» **ABOUT THIS TASK**: Before copying, set the pictures aside; then repeat every line below verbatim.

» **SUPPLIED MATERIAL**:
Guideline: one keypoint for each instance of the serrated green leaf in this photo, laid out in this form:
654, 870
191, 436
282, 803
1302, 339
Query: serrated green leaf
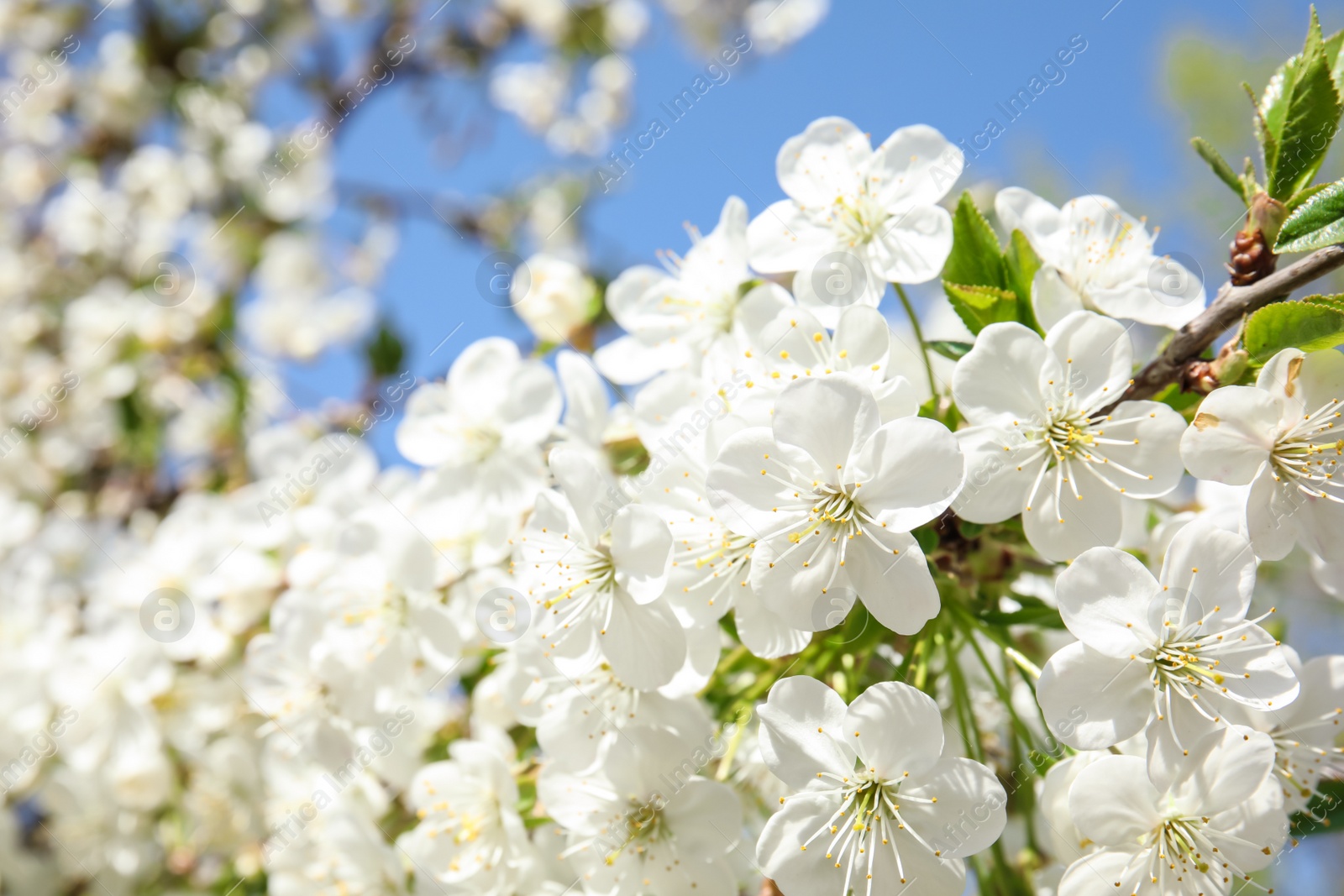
976, 258
1305, 325
1301, 109
1334, 302
949, 349
1263, 134
984, 284
1317, 222
1221, 167
979, 307
1303, 195
1023, 262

» **SOLUTION TO THIS TASK**:
Guideline: one keypoint for each instance of the serrated green leaf in this photo, laid out in this form:
654, 870
191, 436
282, 803
1302, 339
Query: serrated green leaf
976, 258
1305, 325
1301, 109
1334, 302
949, 349
1263, 134
984, 284
1317, 222
1221, 167
979, 307
1303, 195
1023, 262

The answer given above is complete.